# START OF Data supplied

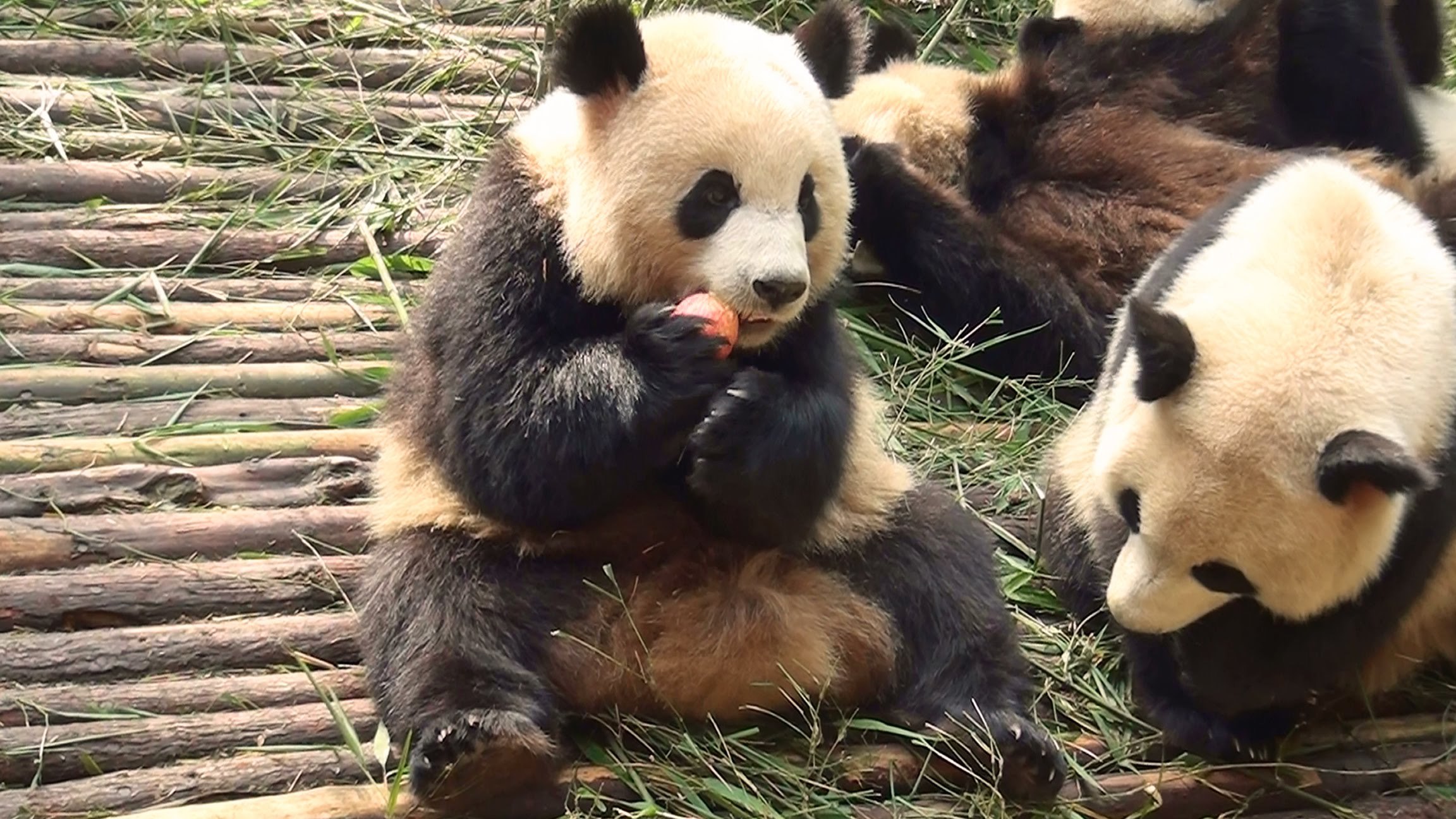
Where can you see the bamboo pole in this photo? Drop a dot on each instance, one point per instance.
(60, 543)
(146, 416)
(59, 704)
(149, 183)
(136, 487)
(269, 250)
(54, 754)
(241, 774)
(276, 289)
(147, 650)
(56, 455)
(157, 593)
(123, 347)
(288, 379)
(367, 68)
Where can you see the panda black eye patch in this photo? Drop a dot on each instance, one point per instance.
(808, 207)
(1131, 509)
(708, 206)
(1222, 578)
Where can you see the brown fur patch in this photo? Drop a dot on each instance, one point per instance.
(707, 634)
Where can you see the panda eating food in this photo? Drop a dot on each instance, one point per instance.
(1261, 490)
(1043, 190)
(551, 413)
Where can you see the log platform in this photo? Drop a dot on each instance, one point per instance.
(212, 228)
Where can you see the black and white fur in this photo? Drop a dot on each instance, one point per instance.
(549, 416)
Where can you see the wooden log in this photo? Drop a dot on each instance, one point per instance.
(120, 347)
(306, 117)
(286, 379)
(367, 68)
(242, 774)
(37, 544)
(136, 487)
(114, 597)
(135, 183)
(58, 455)
(276, 289)
(53, 754)
(228, 645)
(193, 317)
(146, 416)
(58, 704)
(269, 250)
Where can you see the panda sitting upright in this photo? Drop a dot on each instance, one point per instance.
(551, 415)
(1261, 490)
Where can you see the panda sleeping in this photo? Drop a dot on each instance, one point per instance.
(551, 415)
(1261, 488)
(1045, 188)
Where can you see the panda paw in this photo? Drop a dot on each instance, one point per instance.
(500, 751)
(1251, 736)
(677, 356)
(1024, 761)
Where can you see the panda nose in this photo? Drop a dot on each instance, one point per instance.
(779, 289)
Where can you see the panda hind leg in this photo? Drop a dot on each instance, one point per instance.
(959, 667)
(449, 629)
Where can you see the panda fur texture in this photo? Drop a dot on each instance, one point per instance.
(1043, 190)
(1263, 490)
(549, 416)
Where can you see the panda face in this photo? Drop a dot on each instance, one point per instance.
(720, 168)
(1275, 404)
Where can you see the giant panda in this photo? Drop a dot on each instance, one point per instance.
(1261, 490)
(1043, 190)
(551, 415)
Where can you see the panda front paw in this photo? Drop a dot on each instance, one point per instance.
(484, 749)
(683, 363)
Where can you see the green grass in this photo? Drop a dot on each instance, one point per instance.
(396, 174)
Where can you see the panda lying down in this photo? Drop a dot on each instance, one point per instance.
(1261, 488)
(551, 415)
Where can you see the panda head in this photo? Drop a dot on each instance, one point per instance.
(1275, 391)
(692, 152)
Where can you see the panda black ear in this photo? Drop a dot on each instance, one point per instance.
(834, 43)
(599, 50)
(1165, 350)
(887, 43)
(1361, 456)
(1040, 35)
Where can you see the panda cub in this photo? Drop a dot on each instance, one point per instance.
(551, 415)
(1045, 188)
(1261, 490)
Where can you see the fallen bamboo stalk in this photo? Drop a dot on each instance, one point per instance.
(367, 68)
(286, 379)
(150, 183)
(59, 704)
(135, 487)
(112, 597)
(147, 416)
(155, 248)
(51, 754)
(193, 317)
(56, 455)
(242, 774)
(121, 347)
(276, 289)
(143, 650)
(37, 544)
(306, 117)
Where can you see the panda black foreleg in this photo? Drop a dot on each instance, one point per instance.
(959, 667)
(770, 452)
(452, 631)
(1158, 689)
(937, 245)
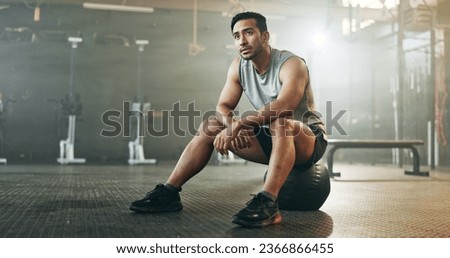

# END OF Data supplied

_Brief:_
Can you pull out every line of the rows above verbatim, leaving the pictures out of your answer?

_Written answer:_
Where can you see the bamboo pole in this photo? Drop a dot on each instance, one point per instance.
(60, 543)
(146, 416)
(59, 704)
(149, 183)
(136, 487)
(269, 250)
(54, 754)
(241, 774)
(276, 289)
(147, 650)
(56, 455)
(157, 593)
(123, 347)
(288, 379)
(367, 68)
Where can you see the panda black eye patch in this photo? Drop a dot on each instance, one point per instance.
(808, 207)
(1131, 509)
(708, 206)
(1222, 578)
Where can you see the brown fur patch in this photo? Drop a dot on each instance, one point per instance.
(707, 634)
Where can you see the panda eating food in this photo? Drop a dot on each instance, one point per instance.
(1261, 490)
(1043, 190)
(551, 413)
Where can you see the log platform in this photo? Drop a dot on each instance, one point per instance.
(212, 228)
Where can you see the black and white fur in this photo? Drop a dot on each instance, one point per instance.
(549, 416)
Where can you see the wooden log in this photo? Drop a dot on each instance, one point per instance.
(120, 347)
(306, 117)
(286, 379)
(367, 68)
(242, 774)
(37, 544)
(136, 487)
(114, 597)
(135, 183)
(58, 455)
(276, 289)
(53, 754)
(228, 645)
(193, 317)
(146, 416)
(58, 704)
(269, 250)
Where can you see the panda sitting upright in this photo? Drop a dot on each instance, one point per instance.
(551, 415)
(1261, 490)
Where can you see the panda sleeping in this photo? Drop a dot on each instance, one point per instance.
(551, 415)
(1261, 488)
(1045, 188)
Where can you see the panda paw in this photo? Drop a dot on each instance, one point per instance.
(500, 751)
(1251, 736)
(677, 356)
(1024, 761)
Where can you see the panda nose in this photo? Drop a dot on each instance, one point per instance.
(779, 289)
Where can you see the panda hind leg in this photo? Drop a dot on each instance, one point per instance.
(959, 667)
(449, 629)
Where can you see the panda fur texture in this photo? Drop a dot on each instance, one point per instance.
(1043, 190)
(1263, 490)
(549, 416)
Where can you see the panda face in this photo? Drop a dot on each instance, one point per instance.
(720, 168)
(1275, 404)
Where can you see the giant panda in this photo? Drop a dot on each instance, one point per instance.
(1261, 490)
(1043, 190)
(551, 415)
Where can you see the panda front paw in this photo? Drop a dot on each instance, one point per instance.
(484, 749)
(683, 363)
Where can you see the green grass in this photo? Drop a dot on each instance, one point per instance.
(396, 174)
Where can you see the panda lying down in this photo? Drop a dot on each instance, one point per instance.
(1261, 488)
(551, 415)
Where can you see the panda head in this photo? Drop a dot on each instance, one point per instance.
(1275, 391)
(692, 152)
Where can you see the panda black ear in this photo? Drop a dot on each instance, one point per instance.
(834, 43)
(599, 50)
(1165, 350)
(887, 43)
(1361, 456)
(1040, 35)
Where can you see the panda cub in this photo? Drop a dot on each instance, one point per instance.
(551, 415)
(1045, 188)
(1261, 490)
Where can you see the fallen bamboo stalk in this photo? Drop a dot on each instance, one point per instance.
(367, 68)
(286, 379)
(150, 183)
(59, 704)
(135, 487)
(112, 597)
(147, 416)
(155, 248)
(51, 754)
(193, 317)
(56, 455)
(242, 774)
(121, 347)
(276, 289)
(143, 650)
(37, 544)
(306, 117)
Where can you see the panda black foreleg in this photo? Drop a dot on each instance, one point per instance.
(959, 667)
(770, 452)
(452, 631)
(1158, 689)
(937, 245)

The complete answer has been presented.